━━━ Gösterilen metin ━━━

Bilecik+

Romanlar

DEVLET ANA YAZAR (KEMAL TAHİR )

Tezli bir tarihî roman hüviyetindeki eserin adı, romanın kahramanlarından olan ve romanda Bacı Bey adıyla geçen Devlet Hatun’dan gelmektedir. Eser Ertuğrul Gazi’nin, Osman ve Orhan beylerin, çökmekte olan Anadolu Selçuklu Devleti’nin Bitinya ucunda “kerîm devlet” anlayışı çerçevesinde küçük bir aşiretten yeni bir devleti nasıl kurduklarının hikâyesidir. Devlet Hatun, Rum (Anadolu) bacılarının başına geçtikten sonra Bacı Bey olmuş, Osmanlılar’ın Derin Geçit’i aşmalarında bütün gücünü kullanmıştır.

Roman “Kancık Vuruş”, “Uyandırılan Işık”, “Dost Çelmesi”, “Fal”, “Derin Geçit” ve “Kerimcan’ın Yolu” adlarını taşıyan altı bölümden meydana gelmektedir. Türk edebiyatında daha önce yazılan alışılmış tarihî romanlardan çok farklı bir anlayışla kaleme alınan Devlet Ana’da, daha ziyade Osmanlı Türkleri’nin devlet anlayışı ile Anadolu topraklarındaki hâkimiyetleri konu edilmektedir. (UÇMAN, 2024)

MERHABA SÖĞÜT (YAVUZ BAHADIROĞLU)

Adı: Kayı Han Boyu… Malazgirt Zaferi’nden sonra Anadolu’ya akan yüzlerce boydan sadece biri… Öylesine küçük ki, göç kollarının içinde yitip gitmiş gibi… Küçük, ama inançlı; dünya ötesi ebedî emelleri ve idealleri var. Dünya ötesi ebedî emelleri ve idealleri olduğu içindir ki, Anadolu topraklarında yeniden dirilişi sadece o gerçekleştirebiliyor. Vuslatın ilk durağı Söğüt… Vuruşa-barışa Söğüt’e gelip yerleşen Kayı Hanlılar, göçlerle örülen emellerini besleyip devletleştirecek, oradan Bizans’a uzanarak Peygamber müjdesine ulaşacaktır. Bu muhteşem bir oluşun hikâyesidir. Hedefini iyi tespit etmiş ve kendisini hedefe kilitlemiş toplumların neler yapabileceğine Kayı Han Boyu’nun yaptıkları şahittir. (Kitapyurdu, 2024)

Halk Hikayesi, Hikaye, Destan

Osman Gazi (Okay Tiryakioğlu)

━━━ Liste ━━━

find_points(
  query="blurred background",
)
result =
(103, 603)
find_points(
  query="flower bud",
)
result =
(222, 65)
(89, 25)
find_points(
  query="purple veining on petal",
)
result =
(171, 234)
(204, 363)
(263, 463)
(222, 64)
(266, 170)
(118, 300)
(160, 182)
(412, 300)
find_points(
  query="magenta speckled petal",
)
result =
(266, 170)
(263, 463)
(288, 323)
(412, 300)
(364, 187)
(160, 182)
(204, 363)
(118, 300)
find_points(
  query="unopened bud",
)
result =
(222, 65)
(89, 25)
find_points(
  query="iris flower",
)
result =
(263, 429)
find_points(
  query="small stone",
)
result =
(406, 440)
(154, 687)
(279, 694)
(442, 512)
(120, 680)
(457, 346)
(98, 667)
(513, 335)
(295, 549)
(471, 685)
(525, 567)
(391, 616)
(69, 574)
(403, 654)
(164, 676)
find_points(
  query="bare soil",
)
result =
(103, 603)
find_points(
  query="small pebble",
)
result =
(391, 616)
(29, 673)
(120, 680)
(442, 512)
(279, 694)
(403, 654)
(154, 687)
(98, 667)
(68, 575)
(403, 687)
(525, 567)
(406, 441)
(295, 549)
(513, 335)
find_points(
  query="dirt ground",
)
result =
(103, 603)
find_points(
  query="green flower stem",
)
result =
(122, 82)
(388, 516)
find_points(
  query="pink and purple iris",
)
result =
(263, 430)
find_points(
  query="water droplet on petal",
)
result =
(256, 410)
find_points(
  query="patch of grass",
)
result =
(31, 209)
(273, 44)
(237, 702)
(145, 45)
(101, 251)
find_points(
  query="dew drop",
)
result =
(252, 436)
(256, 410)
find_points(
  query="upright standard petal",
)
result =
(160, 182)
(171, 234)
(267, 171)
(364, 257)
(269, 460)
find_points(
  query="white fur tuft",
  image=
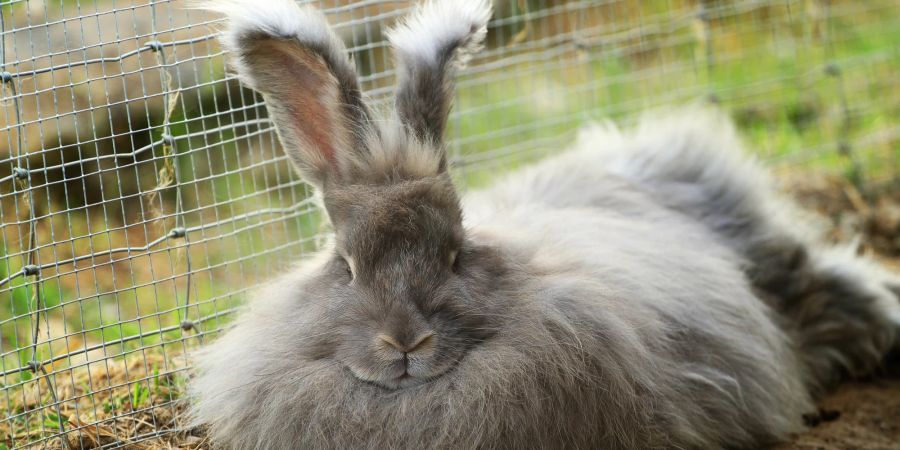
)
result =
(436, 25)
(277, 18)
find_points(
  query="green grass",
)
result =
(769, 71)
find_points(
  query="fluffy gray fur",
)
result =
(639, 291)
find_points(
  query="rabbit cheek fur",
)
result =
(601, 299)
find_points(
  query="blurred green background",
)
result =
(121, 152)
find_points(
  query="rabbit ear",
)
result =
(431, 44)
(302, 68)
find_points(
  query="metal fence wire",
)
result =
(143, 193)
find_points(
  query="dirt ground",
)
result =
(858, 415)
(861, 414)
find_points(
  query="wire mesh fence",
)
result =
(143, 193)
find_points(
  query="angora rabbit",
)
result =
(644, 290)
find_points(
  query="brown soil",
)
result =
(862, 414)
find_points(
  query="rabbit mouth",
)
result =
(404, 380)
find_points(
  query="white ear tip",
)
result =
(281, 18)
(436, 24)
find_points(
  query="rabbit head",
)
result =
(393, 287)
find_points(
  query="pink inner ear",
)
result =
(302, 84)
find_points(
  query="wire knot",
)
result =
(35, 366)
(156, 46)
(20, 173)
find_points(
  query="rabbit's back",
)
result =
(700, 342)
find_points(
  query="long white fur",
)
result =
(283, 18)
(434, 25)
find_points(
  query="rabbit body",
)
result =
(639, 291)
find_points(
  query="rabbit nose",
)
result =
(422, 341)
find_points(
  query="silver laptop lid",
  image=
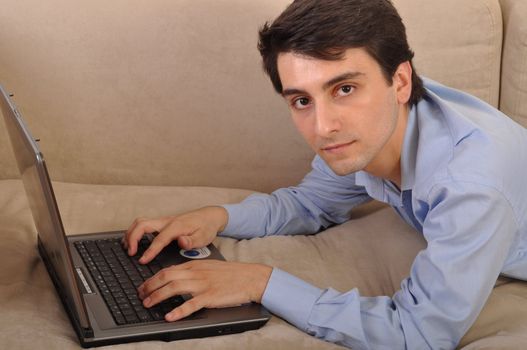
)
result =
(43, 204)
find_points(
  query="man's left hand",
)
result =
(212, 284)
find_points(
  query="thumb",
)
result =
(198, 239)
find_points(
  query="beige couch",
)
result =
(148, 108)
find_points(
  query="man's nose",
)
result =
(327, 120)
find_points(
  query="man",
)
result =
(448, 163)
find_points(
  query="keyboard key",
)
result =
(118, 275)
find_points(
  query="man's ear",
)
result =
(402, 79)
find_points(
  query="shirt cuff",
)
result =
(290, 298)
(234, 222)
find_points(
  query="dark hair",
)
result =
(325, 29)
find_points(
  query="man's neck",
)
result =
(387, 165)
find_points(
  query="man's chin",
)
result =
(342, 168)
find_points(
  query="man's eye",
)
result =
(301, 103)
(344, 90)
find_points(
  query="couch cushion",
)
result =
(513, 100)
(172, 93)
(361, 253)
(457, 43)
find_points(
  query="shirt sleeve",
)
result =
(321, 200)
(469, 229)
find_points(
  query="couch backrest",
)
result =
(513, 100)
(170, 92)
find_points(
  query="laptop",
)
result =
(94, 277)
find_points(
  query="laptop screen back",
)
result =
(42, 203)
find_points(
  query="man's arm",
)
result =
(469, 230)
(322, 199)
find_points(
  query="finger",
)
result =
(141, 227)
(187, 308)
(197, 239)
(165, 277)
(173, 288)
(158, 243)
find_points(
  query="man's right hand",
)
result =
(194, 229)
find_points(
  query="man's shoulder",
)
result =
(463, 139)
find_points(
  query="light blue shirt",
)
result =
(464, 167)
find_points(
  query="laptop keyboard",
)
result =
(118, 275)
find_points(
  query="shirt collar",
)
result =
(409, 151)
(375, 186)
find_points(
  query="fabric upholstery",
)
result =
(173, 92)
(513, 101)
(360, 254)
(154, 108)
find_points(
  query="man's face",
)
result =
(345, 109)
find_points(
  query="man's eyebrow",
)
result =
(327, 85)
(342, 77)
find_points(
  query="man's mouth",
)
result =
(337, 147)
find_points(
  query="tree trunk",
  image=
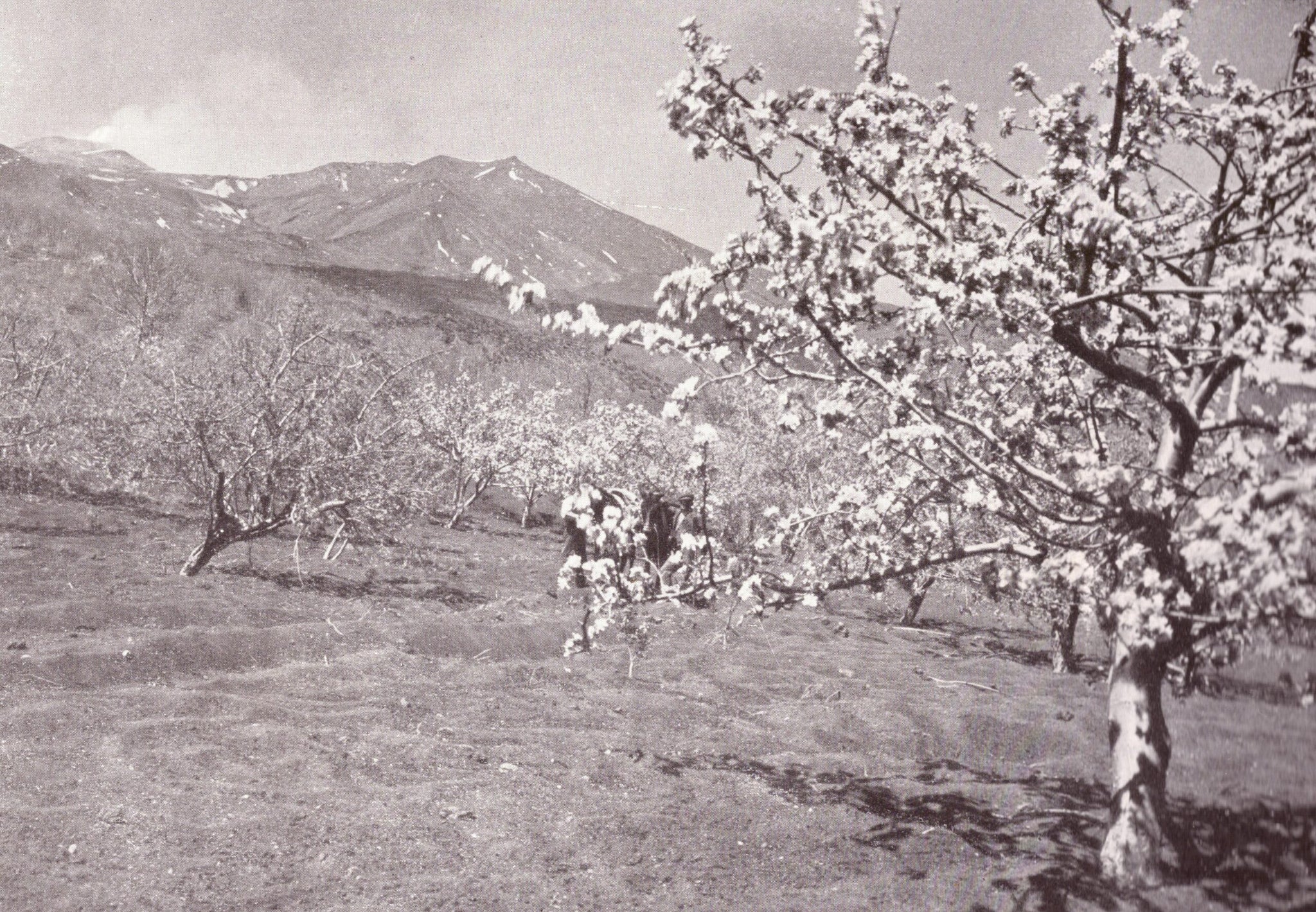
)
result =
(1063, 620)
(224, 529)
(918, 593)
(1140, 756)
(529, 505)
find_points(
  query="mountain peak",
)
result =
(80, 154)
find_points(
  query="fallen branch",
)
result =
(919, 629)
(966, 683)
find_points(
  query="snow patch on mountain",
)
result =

━━━
━━━ Liste ━━━

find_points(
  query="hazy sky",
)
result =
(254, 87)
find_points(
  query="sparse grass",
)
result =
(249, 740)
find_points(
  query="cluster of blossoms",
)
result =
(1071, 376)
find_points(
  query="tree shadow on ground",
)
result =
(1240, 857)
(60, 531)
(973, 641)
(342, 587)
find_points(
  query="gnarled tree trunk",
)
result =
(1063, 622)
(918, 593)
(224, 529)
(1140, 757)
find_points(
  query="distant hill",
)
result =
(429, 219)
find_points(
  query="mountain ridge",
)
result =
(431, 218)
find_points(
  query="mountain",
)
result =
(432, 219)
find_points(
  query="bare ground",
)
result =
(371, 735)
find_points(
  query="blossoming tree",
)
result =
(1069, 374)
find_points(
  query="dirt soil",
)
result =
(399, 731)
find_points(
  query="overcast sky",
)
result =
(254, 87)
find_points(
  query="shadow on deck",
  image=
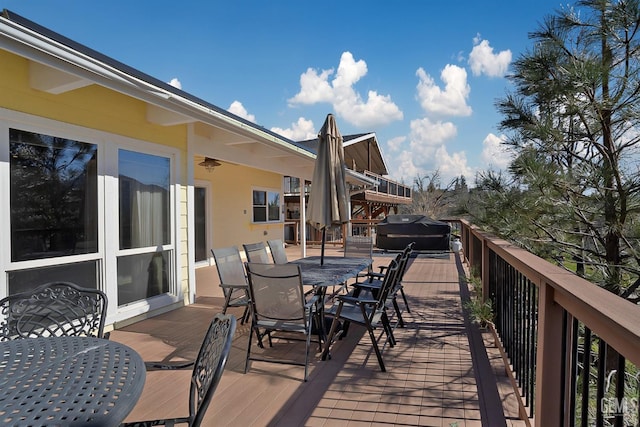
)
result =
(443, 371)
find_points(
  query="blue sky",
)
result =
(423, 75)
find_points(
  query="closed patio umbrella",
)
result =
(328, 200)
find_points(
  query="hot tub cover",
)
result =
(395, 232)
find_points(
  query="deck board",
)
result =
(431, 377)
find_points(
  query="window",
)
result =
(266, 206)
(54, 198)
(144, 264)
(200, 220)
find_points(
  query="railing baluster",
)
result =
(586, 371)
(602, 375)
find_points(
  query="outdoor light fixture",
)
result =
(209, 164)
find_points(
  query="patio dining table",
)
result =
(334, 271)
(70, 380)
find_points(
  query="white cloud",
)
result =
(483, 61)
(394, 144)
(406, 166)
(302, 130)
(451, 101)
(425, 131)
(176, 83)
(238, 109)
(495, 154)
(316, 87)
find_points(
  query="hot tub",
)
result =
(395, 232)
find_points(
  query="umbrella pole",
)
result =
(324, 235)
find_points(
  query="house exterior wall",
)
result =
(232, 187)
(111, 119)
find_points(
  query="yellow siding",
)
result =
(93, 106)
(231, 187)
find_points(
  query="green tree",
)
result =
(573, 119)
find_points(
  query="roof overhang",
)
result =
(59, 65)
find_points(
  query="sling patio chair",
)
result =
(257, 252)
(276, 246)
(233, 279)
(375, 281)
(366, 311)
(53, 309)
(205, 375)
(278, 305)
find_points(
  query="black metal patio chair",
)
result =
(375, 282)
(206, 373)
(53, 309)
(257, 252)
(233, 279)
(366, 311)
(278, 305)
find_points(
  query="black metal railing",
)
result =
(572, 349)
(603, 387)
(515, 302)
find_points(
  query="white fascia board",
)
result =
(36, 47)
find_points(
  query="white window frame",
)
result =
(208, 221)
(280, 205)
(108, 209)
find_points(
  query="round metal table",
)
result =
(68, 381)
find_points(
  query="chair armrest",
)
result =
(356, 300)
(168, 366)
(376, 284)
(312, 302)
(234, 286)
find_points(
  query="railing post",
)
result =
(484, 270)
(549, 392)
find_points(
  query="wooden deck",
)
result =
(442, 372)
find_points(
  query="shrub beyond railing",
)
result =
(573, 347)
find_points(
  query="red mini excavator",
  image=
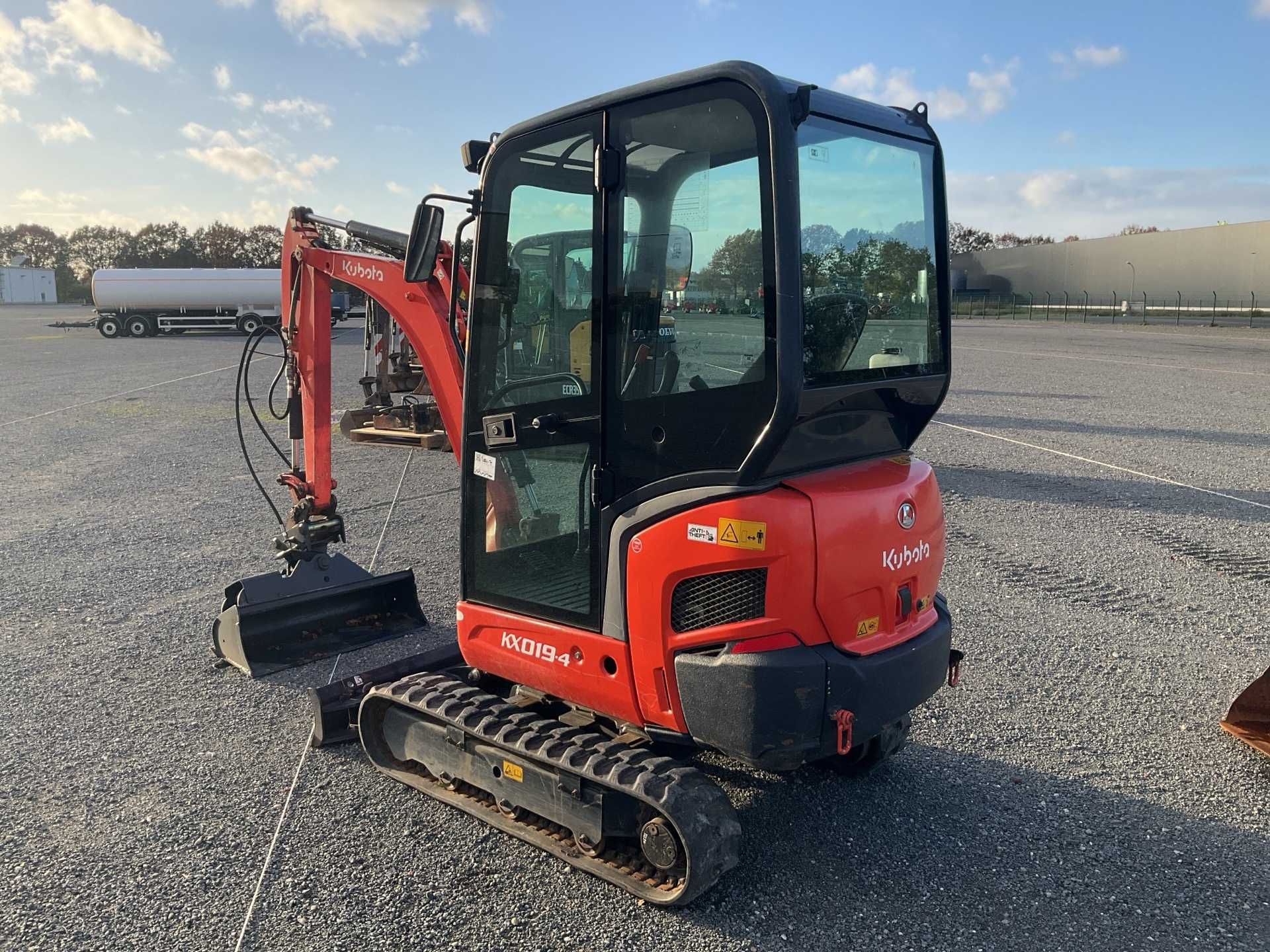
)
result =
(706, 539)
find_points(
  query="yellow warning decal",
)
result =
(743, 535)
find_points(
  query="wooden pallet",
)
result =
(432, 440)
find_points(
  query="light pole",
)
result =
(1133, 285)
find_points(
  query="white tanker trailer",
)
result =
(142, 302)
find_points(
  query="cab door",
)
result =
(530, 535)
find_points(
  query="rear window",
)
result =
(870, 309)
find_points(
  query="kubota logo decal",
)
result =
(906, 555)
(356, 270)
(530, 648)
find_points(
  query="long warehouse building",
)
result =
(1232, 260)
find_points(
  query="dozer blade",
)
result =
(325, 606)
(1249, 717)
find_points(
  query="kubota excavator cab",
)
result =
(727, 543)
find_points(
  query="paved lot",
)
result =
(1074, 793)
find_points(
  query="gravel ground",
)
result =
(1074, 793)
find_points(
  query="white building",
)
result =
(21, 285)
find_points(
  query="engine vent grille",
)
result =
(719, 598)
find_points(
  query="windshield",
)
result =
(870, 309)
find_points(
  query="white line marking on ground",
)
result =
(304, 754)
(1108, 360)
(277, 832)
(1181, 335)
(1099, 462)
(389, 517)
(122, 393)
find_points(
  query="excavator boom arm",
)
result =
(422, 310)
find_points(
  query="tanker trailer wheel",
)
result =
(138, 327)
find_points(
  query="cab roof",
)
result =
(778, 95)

━━━

**Görev A**
Gösterilen metinden "Tezli bir tarihî" sözlerini içeren yerden başlayıp "edilmektedir. (UÇMAN, 2024)" sözlerinden sonra duran bölümü değiştirmeden tekrarlayın.
**Görev B**
Gösterilen metne göre şu ifadelerin her biri doğru mu: (i) Devlet Ana romanı altı bölümden oluşur; (ii) Merhaba Söğüt'te Kayı Hanlıların ilk durağı Bilecik olarak verilir; (iii) Devlet Hatun romanda Bacı Bey adıyla geçer. Her birine evet ya da hayır deyip kararı belirleyen sözleri metinden tırnak içinde aktarın.

**Yanıt A**
Tezli bir tarihî roman hüviyetindeki eserin adı, romanın kahramanlarından olan ve romanda Bacı Bey adıyla geçen Devlet Hatun’dan gelmektedir. Eser Ertuğrul Gazi’nin, Osman ve Orhan beylerin, çökmekte olan Anadolu Selçuklu Devleti’nin Bitinya ucunda “kerîm devlet” anlayışı çerçevesinde küçük bir aşiretten yeni bir devleti nasıl kurduklarının hikâyesidir. Devlet Hatun, Rum (Anadolu) bacılarının başına geçtikten sonra Bacı Bey olmuş, Osmanlılar’ın Derin Geçit’i aşmalarında bütün gücünü kullanmıştır.

Roman “Kancık Vuruş”, “Uyandırılan Işık”, “Dost Çelmesi”, “Fal”, “Derin Geçit” ve “Kerimcan’ın Yolu” adlarını taşıyan altı bölümden meydana gelmektedir. Türk edebiyatında daha önce yazılan alışılmış tarihî romanlardan çok farklı bir anlayışla kaleme alınan Devlet Ana’da, daha ziyade Osmanlı Türkleri’nin devlet anlayışı ile Anadolu topraklarındaki hâkimiyetleri konu edilmektedir. (UÇMAN, 2024)

**Yanıt B**
(i) Evet: "altı bölümden meydana gelmektedir"
(ii) Hayır: "Vuslatın ilk durağı Söğüt"
(iii) Evet: "romanda Bacı Bey adıyla geçen Devlet Hatun’dan"